_Written request:_ Reproduce each line of the material exactly, minus any picture.

-- BEGIN --

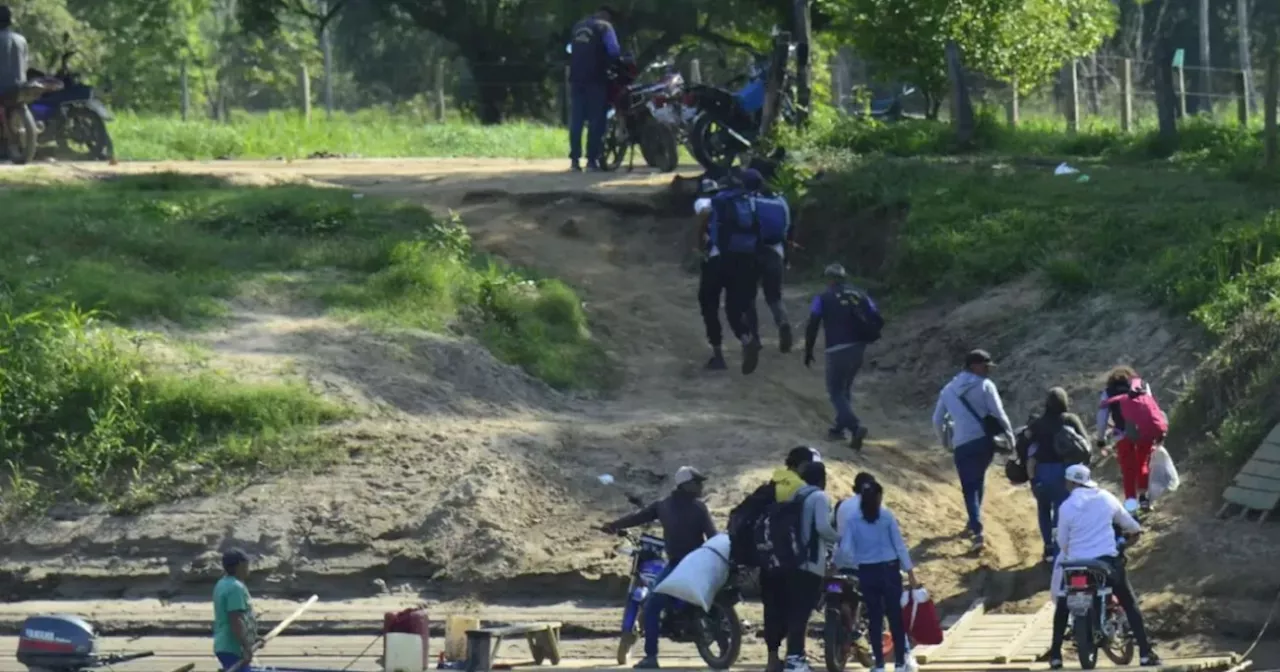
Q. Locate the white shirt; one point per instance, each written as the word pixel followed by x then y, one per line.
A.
pixel 1084 525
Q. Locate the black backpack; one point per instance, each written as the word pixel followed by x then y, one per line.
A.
pixel 778 539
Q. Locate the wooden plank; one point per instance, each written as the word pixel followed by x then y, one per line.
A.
pixel 955 632
pixel 1251 499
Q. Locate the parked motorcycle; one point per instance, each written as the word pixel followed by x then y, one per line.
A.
pixel 631 123
pixel 728 122
pixel 72 118
pixel 844 632
pixel 1097 620
pixel 19 132
pixel 716 632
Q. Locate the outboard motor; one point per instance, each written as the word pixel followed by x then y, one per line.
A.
pixel 64 643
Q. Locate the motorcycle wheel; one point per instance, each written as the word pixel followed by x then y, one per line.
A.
pixel 702 141
pixel 83 135
pixel 723 629
pixel 659 146
pixel 616 144
pixel 625 645
pixel 1084 645
pixel 22 135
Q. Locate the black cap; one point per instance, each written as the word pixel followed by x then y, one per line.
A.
pixel 233 558
pixel 978 356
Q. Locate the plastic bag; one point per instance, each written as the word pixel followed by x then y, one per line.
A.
pixel 700 575
pixel 1164 474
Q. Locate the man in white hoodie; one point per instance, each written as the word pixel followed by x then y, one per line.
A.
pixel 972 402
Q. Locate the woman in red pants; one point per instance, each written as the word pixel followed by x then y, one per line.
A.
pixel 1138 425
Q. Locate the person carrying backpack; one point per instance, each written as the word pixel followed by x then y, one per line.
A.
pixel 1057 439
pixel 972 401
pixel 851 321
pixel 1138 424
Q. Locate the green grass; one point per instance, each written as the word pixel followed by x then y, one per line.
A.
pixel 85 415
pixel 369 133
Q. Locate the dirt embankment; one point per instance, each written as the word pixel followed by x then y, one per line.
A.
pixel 470 479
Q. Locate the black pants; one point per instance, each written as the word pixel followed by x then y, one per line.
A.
pixel 789 599
pixel 741 283
pixel 1119 583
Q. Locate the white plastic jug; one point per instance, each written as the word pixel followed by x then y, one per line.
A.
pixel 403 653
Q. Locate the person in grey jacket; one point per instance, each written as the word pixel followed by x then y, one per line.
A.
pixel 972 401
pixel 804 585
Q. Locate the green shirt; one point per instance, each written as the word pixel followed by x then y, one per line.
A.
pixel 231 597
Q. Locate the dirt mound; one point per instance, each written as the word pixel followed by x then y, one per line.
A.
pixel 469 478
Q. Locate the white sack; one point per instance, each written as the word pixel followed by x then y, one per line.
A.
pixel 700 575
pixel 1164 475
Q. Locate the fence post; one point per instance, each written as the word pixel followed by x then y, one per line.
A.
pixel 1127 96
pixel 1242 101
pixel 1073 96
pixel 1011 112
pixel 438 80
pixel 305 80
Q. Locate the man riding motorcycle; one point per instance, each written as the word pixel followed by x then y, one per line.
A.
pixel 686 524
pixel 1086 531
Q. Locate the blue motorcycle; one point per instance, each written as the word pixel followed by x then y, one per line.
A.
pixel 72 118
pixel 717 632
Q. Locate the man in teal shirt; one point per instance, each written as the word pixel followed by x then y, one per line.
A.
pixel 234 626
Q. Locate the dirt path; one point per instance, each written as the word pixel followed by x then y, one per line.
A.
pixel 469 478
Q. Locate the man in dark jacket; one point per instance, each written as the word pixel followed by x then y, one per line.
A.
pixel 685 526
pixel 851 321
pixel 594 49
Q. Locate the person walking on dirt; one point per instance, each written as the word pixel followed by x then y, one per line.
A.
pixel 1087 531
pixel 685 526
pixel 1138 425
pixel 1046 465
pixel 873 543
pixel 977 414
pixel 743 224
pixel 234 625
pixel 594 50
pixel 851 321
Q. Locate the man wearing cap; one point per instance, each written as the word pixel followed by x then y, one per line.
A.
pixel 851 321
pixel 234 626
pixel 744 225
pixel 977 414
pixel 686 524
pixel 1087 530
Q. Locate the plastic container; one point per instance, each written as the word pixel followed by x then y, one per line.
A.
pixel 398 650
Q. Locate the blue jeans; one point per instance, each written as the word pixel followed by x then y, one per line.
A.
pixel 882 590
pixel 1048 483
pixel 588 106
pixel 842 366
pixel 972 461
pixel 654 606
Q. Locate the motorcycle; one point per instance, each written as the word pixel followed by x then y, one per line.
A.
pixel 844 631
pixel 727 122
pixel 19 133
pixel 1097 621
pixel 72 118
pixel 630 122
pixel 720 626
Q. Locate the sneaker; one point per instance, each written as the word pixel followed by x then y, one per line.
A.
pixel 750 356
pixel 856 443
pixel 785 338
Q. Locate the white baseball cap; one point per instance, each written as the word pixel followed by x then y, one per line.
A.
pixel 1080 475
pixel 688 474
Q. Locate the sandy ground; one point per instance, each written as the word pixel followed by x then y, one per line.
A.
pixel 471 480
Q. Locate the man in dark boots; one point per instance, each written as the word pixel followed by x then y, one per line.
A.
pixel 851 321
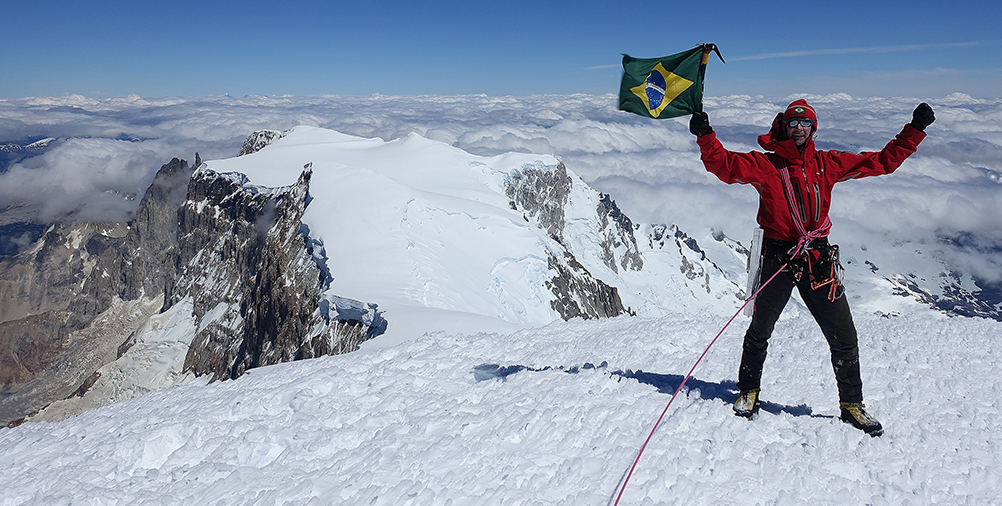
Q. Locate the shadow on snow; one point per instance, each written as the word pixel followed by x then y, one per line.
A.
pixel 725 391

-- END --

_Written reply:_
Q. Locate the white shirt; one point per instance, each written as the word pixel followed by x then y, one per line.
A.
pixel 1084 525
Q. Locate the black backpack; one point per instance, each written as the word pixel followed by x then y, one per line.
A.
pixel 778 539
Q. Locate the wooden plank; one point per instance, each written as the word pixel followed by x then y, one per line.
A.
pixel 955 632
pixel 1251 499
Q. Locate the parked motorcycle; one point per instance, each written as the word pixel followed by x then y, one per line.
A.
pixel 631 123
pixel 728 122
pixel 72 118
pixel 844 632
pixel 1097 620
pixel 19 132
pixel 716 632
Q. Locate the outboard motor; one point per instance, each written as the word pixel followed by x then y, one per line.
A.
pixel 64 643
Q. Locate the motorcycle wheel; one point per instance, each written as the word pixel followed by x then y, one per line.
A.
pixel 702 141
pixel 83 135
pixel 723 629
pixel 659 146
pixel 616 144
pixel 625 645
pixel 1084 645
pixel 22 135
Q. Locate the black cap; one point per instance, each written as the word pixel followed by x then y, one per line.
A.
pixel 233 558
pixel 978 356
Q. Locate the plastic bag; one point per instance, each written as the word pixel followed by x then y, one per line.
A.
pixel 700 575
pixel 1164 474
Q. Locate the man in white hoodie; one point per instance, each written as the word pixel followed by x then y, one per line.
A.
pixel 972 402
Q. Locate the woman in red pants; one point per instance, each written as the word pixel followed by x then y, one per line.
A.
pixel 1138 425
Q. Locate the person carrying backpack; one point per instance, each written as the word pixel followed by x then y, one per line.
A.
pixel 1057 439
pixel 972 401
pixel 851 321
pixel 1138 424
Q. Locate the green grass; one point per instance, each written as the word pixel followed by x then y, one per line.
A.
pixel 85 415
pixel 369 133
Q. Locate the dirt embankment; one point per instance, each written as the word pixel followed by x then y, one per line.
A.
pixel 470 479
Q. Locate the black pants; one point per instance, each written as the word pixel followed by x then y, one per line.
A.
pixel 789 599
pixel 741 283
pixel 1119 583
Q. Locate the white plastic jug; one point per instance, each written as the word pixel followed by x then y, one per line.
A.
pixel 403 653
Q. Locate the person in grey jacket; one point per instance, each written as the word pixel followed by x then y, one per line.
A.
pixel 972 401
pixel 804 585
Q. Locate the green shirt; one point per instance, each written as the word pixel followed by x then y, one per line.
A.
pixel 231 597
Q. Locate the dirt mound; one point per instance, each written as the word pixel followed by x then y, one per line.
A.
pixel 469 478
Q. Locate the white sack; one point per instance, each written as the word pixel followed by x then y, one per line.
A.
pixel 700 575
pixel 1164 475
Q. Locate the fence post; one point per instance, each written as the word pixel followed by x then y, one per line.
A.
pixel 1127 96
pixel 1242 101
pixel 1073 96
pixel 1011 112
pixel 438 80
pixel 305 80
Q. Locate the man riding motorcycle; one point per instance, each written as the word pixel followed by x then y, one per line.
A.
pixel 686 524
pixel 1086 531
Q. Locate the blue motorcycle; one point per instance, each written as the word pixel followed by x then y, one per line.
A.
pixel 72 118
pixel 717 632
Q. Locate the man in teal shirt; one point per instance, each written as the word pixel followed by x then y, one per line.
A.
pixel 234 626
Q. Locate the dirt path; one point per instance, each written as the word pixel followed by x then y, one per line.
A.
pixel 469 478
Q. Locate the man in dark jacket; one point per instance, each written as the word pixel followed by x then y, one per line.
A.
pixel 685 526
pixel 851 321
pixel 594 49
Q. Locate the person walking on dirt; one point per instance, each written as the word pixel followed by x then y, one per line.
A.
pixel 1087 531
pixel 685 526
pixel 1138 425
pixel 1046 465
pixel 873 543
pixel 977 414
pixel 743 224
pixel 234 625
pixel 594 50
pixel 851 321
Q. Locate the man wearing cap; one point per instance, each written as the word pixel followed by x then y, one per line.
A.
pixel 851 321
pixel 234 626
pixel 744 225
pixel 977 414
pixel 686 524
pixel 1087 530
Q. Locate the plastic container; one point per instance, each written as the word pixel followed by x then y, one per line.
A.
pixel 398 650
Q. Locate the blue jeans; one point per instance, each written as the word pixel followed by x then y, one per line.
A.
pixel 882 590
pixel 1048 483
pixel 588 106
pixel 842 366
pixel 972 461
pixel 654 606
Q. Locate the motorcycle; one point per instance, each written as the word pixel followed by x then y, one per line.
A.
pixel 844 631
pixel 727 122
pixel 19 133
pixel 1097 621
pixel 72 118
pixel 630 122
pixel 720 626
Q. Locate the sneaker; one point per instance, each written as the word pixel followed by x then y, one per line.
A.
pixel 750 356
pixel 856 443
pixel 785 338
Q. Locate the white baseball cap; one point per instance, each written as the word pixel followed by x then y, one per line.
A.
pixel 1080 475
pixel 688 474
Q. Locate the sandy ground; one point per instance, each written as the word pixel followed by x then y, one per line.
A.
pixel 471 480
Q. Locate the man in dark boots; one point per instance, each written as the word pixel followed by x then y, one per line.
A.
pixel 851 321
Q. Locate the shadow on snow; one point per instance, each written as the word pixel followed by x then y, one per line.
A.
pixel 725 391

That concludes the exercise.